Work required:
State how many lines of the material below contain the word "beige". Reply with that number alone.

Begin Stored data

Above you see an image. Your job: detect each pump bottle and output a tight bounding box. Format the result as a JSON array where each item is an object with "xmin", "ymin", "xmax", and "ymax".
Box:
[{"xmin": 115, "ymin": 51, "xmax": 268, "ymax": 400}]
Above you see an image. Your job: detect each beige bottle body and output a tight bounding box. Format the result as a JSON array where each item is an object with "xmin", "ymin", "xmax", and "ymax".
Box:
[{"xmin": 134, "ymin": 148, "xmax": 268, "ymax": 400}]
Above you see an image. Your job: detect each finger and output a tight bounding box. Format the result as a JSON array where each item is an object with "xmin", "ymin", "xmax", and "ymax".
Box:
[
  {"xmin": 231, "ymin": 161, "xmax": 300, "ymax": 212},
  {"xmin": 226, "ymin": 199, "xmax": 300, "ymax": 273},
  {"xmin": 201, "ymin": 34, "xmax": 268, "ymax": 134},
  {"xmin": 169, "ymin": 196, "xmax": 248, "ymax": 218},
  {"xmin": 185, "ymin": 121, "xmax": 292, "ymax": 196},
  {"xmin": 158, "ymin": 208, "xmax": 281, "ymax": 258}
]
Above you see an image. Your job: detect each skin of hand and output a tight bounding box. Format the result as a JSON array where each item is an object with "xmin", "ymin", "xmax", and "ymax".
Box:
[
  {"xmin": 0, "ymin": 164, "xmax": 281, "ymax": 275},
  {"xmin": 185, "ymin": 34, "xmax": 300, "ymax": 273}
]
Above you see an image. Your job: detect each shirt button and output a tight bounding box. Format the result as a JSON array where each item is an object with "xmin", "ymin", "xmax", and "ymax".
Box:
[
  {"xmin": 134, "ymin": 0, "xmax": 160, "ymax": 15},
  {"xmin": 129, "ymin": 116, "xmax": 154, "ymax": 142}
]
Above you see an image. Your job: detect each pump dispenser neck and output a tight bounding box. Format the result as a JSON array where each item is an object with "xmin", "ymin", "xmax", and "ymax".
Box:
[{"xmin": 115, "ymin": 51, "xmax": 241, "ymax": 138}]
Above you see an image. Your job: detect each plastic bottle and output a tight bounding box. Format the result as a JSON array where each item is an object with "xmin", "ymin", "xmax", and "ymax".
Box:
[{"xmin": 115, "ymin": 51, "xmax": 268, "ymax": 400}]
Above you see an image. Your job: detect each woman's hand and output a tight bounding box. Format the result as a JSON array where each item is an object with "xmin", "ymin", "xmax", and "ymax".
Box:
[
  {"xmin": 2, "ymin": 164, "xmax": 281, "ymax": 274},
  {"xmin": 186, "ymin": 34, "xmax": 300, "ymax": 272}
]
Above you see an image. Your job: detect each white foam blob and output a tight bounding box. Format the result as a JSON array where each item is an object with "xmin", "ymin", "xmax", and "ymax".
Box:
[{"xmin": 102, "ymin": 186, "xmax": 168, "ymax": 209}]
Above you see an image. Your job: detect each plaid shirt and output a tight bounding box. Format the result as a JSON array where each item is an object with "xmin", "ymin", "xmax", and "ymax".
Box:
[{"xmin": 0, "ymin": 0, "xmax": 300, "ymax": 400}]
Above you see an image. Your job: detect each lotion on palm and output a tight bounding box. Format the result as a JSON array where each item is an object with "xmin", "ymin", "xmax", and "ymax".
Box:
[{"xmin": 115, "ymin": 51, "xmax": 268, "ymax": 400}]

End Stored data

The response:
1